**Written request 1:**
Count the lines of the listing below that contain the string "head". Give only the number.

Shell Energy Stadium (formerly BBVA Compass Stadium, BBVA Stadium, then PNC Stadium) is an American multi-purpose stadium located in Houston, Texas that is home to the Houston Dynamo, a Major League Soccer club, the Houston Dash of the National Women's Soccer League, and Texas Southern Tigers football. The stadium is the result of combined commitments of $35.5 million from the city of Houston and $60 million from the Houston Dynamo. Harris County agreed to pay for half of the land in exchange for the ability to jointly own the stadium after its completion date in May 2012. The naming rights to the stadium were formely held by BBVA USA; the name was changed to that of PNC Financial Services due to BBVA's acquisition by PNC. The stadium's naming rights have been owned by Shell Energy since January 17, 2023.

The stadium is located on a tract of land bordered by Texas, Walker, Emancipation, and Hutchins in East Downtown and east of Interstate 69/U.S. Route 59 and Downtown Houston.

Construction history: 2009–2011
 
In June 2009, negotiations and financing began to fall into place with construction of the stadium originally beginning as early as Fall 2009. Banks and investors were in the books to finance the project and only minor details were being worked out. 
Various locations the Dynamo were interested in building a stadium since their arrival were the former Astroworld site, Pearland, Sugar Land, and Northeast Houston near the Lake Houston area.

On January 26, 2010, the Houston Dynamo franchise had expressed an interest in a proposed  parcel for the stadium location at South Rice Avenue and Westpark Drive—adjacent to Bellaire's city limits, and near the southwest corner of the Interstate 69/U.S. Highway 59 and the Interstate 610 interchanges. Two days later, the Mayor of Bellaire, Cindy Seigel said that she would use whatever power she could to oppose the possible new location and is in communication with the developer to dissuade him. She acknowledges that considering that the land is in Houston's city limits and only abuts her city, the odds are slim and said in an open letter to Midway:Fans on the north and east side of Houston will have difficulty in getting to this site. Additionally, this site does not have the infrastructure in place to serve it that already exists at other athletic facilities downtown or at Reliant Park.

The highly populated and heavily Hispanic area of Gulfton is within proximity, although former Council member Pam Holm stated that ethnic considerations should not be key to choosing a stadium location: "To position this as a Hispanic sport and say the stadium has to be in proximity to Hispanic neighborhoods doesn’t do it justice, the Dynamo is something that all citizens of Houston have so embraced."

**Written request 2:**
According to the stadium passage above, since what date have Shell Energy's naming rights to the stadium been in effect?

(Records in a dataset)

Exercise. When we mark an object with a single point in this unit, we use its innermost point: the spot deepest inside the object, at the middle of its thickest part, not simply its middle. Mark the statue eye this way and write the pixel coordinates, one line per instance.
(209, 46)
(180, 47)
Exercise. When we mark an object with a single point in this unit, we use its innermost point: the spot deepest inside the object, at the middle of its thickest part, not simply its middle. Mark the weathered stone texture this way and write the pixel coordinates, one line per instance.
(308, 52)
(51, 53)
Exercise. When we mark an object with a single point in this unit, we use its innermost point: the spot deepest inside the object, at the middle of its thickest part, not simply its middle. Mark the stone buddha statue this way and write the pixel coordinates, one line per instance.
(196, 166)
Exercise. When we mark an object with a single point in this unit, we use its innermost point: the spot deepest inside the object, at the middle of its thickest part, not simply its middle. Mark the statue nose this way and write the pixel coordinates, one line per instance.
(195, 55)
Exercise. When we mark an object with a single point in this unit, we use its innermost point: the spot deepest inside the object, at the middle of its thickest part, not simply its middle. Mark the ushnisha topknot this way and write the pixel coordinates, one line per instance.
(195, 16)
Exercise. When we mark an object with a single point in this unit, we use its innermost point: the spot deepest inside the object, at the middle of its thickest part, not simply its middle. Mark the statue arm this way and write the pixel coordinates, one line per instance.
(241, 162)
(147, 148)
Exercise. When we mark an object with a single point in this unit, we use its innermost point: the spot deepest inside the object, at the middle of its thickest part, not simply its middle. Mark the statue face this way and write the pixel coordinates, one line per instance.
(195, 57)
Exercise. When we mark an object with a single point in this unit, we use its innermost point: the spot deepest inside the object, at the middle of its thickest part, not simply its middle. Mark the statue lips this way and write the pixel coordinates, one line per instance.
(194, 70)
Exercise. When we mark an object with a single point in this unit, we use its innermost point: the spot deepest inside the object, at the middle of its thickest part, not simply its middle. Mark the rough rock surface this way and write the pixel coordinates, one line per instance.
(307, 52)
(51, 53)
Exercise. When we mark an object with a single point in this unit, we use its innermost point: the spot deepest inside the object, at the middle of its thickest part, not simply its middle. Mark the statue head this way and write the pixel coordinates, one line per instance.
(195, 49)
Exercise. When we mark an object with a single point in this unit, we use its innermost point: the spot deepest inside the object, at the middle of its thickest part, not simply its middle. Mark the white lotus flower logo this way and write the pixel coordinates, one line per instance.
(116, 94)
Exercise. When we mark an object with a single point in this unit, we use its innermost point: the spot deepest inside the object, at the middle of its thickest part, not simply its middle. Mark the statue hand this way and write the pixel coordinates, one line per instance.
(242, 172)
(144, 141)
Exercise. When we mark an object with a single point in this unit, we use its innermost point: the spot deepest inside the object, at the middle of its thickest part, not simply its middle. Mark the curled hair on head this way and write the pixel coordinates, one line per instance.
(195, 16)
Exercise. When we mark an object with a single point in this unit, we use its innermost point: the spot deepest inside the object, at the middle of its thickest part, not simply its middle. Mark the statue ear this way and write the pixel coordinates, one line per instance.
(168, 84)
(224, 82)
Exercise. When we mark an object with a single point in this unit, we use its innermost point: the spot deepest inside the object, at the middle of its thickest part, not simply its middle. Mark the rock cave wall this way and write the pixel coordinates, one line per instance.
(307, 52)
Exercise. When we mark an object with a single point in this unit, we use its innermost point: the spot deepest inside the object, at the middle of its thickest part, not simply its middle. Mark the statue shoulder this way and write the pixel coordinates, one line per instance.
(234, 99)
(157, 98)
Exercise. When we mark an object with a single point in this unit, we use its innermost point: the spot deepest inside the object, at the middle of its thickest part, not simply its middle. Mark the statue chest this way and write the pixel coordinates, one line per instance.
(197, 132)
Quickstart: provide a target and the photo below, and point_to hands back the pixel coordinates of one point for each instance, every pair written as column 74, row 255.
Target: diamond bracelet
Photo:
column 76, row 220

**Finished answer 1:**
2

**Finished answer 2:**
January 17, 2023